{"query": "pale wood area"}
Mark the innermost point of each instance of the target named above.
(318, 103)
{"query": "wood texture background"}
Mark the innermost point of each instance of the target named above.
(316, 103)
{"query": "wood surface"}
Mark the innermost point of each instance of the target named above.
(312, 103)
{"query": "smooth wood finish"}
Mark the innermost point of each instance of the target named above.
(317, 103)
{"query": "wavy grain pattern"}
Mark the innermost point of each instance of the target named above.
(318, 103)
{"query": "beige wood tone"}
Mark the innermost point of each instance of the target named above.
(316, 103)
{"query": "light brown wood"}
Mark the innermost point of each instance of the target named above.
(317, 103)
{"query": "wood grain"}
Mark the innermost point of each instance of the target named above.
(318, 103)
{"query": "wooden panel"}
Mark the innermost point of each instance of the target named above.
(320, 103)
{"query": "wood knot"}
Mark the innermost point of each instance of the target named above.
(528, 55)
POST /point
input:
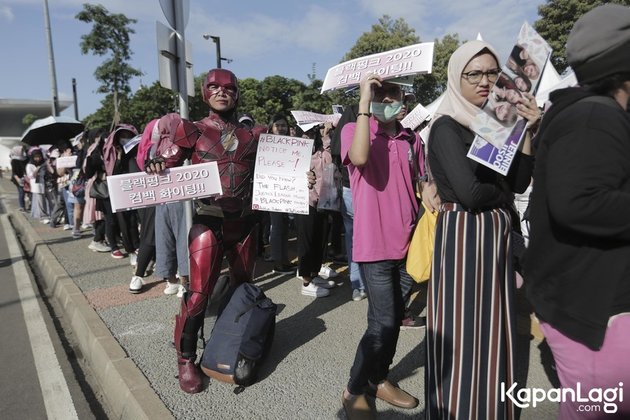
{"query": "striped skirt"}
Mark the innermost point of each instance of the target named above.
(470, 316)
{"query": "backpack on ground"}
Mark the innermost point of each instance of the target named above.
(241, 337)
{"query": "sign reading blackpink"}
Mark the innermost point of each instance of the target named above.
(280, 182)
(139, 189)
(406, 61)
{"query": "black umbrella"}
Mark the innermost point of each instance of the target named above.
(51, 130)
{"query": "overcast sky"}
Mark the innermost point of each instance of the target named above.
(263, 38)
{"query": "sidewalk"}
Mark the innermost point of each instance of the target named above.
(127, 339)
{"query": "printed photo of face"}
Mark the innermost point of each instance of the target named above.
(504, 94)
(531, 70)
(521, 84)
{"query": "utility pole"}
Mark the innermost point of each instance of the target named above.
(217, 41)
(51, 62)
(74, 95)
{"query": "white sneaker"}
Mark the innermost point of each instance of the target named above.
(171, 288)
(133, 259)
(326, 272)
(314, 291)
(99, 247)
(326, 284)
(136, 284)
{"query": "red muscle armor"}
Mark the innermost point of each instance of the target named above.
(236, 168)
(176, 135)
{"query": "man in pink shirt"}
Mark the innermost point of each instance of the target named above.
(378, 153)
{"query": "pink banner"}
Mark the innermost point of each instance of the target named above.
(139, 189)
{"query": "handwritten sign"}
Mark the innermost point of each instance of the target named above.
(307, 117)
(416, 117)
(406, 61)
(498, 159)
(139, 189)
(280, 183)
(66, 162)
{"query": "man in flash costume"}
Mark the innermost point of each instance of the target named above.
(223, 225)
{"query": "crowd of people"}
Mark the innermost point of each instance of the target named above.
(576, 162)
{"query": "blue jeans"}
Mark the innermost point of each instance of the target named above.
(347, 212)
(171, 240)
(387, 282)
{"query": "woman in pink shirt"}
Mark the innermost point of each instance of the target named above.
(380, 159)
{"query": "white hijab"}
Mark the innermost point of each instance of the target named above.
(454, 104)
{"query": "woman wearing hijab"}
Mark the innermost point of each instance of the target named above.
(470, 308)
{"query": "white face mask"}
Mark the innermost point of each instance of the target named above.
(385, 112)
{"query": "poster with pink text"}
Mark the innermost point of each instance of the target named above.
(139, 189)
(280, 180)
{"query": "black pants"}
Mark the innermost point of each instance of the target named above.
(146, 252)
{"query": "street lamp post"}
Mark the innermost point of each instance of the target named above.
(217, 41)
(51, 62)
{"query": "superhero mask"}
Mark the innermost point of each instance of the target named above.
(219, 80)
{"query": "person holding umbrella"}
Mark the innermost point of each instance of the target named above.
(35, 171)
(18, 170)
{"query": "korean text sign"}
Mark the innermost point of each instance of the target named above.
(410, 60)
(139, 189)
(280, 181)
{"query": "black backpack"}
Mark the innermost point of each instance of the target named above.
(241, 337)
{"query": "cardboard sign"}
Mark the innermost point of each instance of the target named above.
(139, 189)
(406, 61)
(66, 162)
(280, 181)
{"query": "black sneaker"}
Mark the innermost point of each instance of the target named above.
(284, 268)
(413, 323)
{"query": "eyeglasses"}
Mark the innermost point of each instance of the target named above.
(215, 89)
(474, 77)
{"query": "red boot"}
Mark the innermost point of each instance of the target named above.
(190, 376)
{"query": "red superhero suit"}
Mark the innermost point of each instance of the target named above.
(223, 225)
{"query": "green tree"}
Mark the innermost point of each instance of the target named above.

---

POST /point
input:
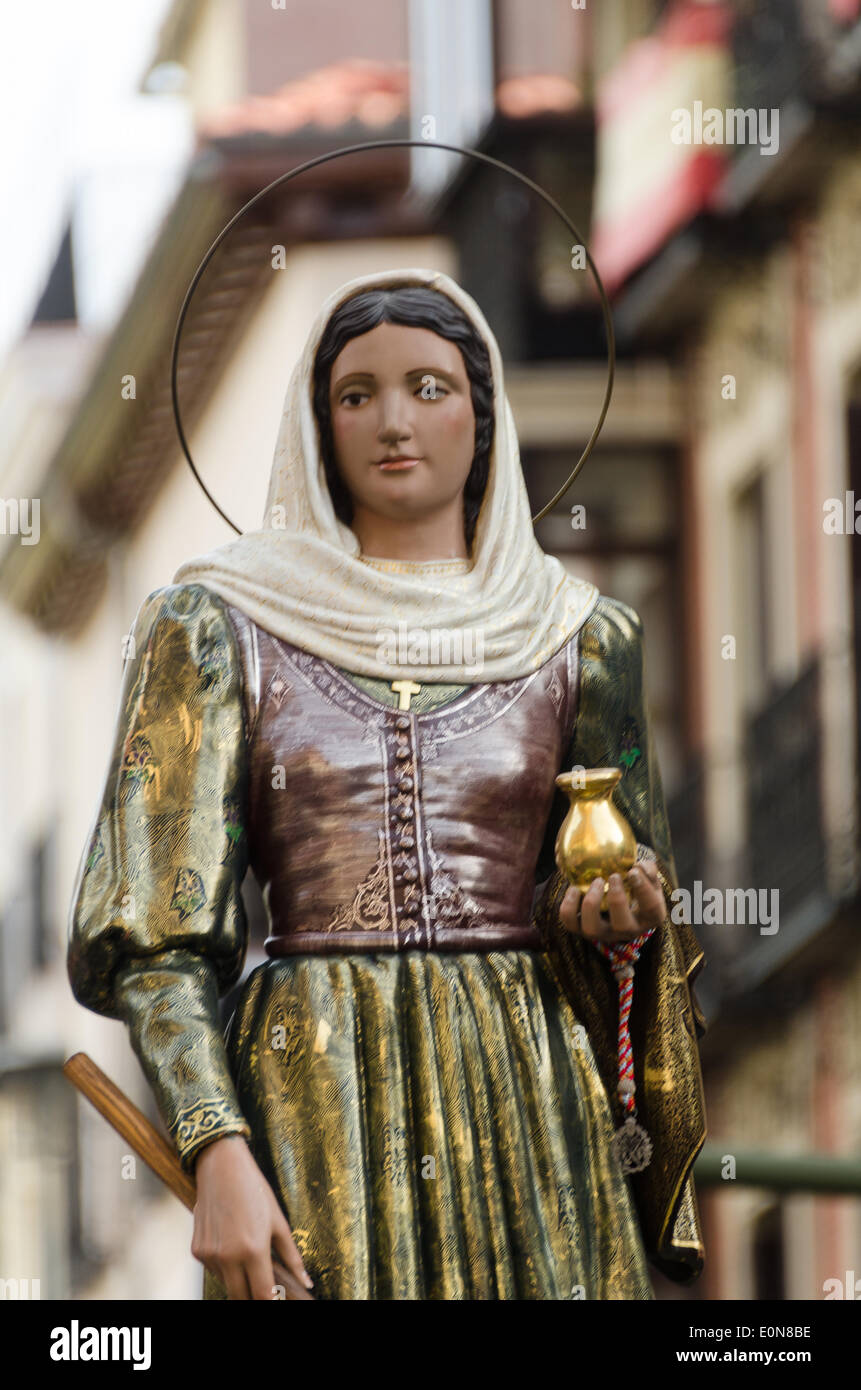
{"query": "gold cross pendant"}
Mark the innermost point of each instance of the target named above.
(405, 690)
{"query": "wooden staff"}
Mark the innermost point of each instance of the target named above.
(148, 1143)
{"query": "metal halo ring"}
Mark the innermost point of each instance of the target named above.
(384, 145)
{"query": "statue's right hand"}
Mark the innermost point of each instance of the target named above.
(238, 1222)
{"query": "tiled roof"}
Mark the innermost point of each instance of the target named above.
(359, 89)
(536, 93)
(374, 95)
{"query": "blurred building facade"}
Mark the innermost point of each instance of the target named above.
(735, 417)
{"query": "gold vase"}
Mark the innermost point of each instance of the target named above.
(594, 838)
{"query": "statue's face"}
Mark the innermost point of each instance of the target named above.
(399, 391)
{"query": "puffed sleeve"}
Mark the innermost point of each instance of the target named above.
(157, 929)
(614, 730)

* * *

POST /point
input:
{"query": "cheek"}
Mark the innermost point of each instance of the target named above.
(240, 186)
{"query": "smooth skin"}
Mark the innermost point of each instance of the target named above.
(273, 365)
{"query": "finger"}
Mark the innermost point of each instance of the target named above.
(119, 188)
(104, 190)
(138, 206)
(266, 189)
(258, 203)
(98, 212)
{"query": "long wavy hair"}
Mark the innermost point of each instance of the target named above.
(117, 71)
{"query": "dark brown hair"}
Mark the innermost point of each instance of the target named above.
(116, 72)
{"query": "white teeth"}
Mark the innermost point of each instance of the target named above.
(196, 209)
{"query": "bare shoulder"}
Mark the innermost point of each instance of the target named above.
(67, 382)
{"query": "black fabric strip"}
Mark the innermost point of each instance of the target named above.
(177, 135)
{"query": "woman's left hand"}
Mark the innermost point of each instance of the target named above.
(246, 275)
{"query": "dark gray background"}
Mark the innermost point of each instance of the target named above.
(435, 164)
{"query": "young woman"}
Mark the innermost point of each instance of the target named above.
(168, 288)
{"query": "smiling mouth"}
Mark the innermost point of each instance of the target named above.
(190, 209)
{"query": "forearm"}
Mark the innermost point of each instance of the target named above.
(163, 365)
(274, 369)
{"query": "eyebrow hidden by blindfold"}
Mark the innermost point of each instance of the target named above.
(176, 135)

### [YOUR OBJECTIVE]
Show a copy of each line from the records above in which the string "backpack" occurs.

### [ANSWER TO THIS PROBLEM]
{"query": "backpack on ground"}
{"query": "black backpack"}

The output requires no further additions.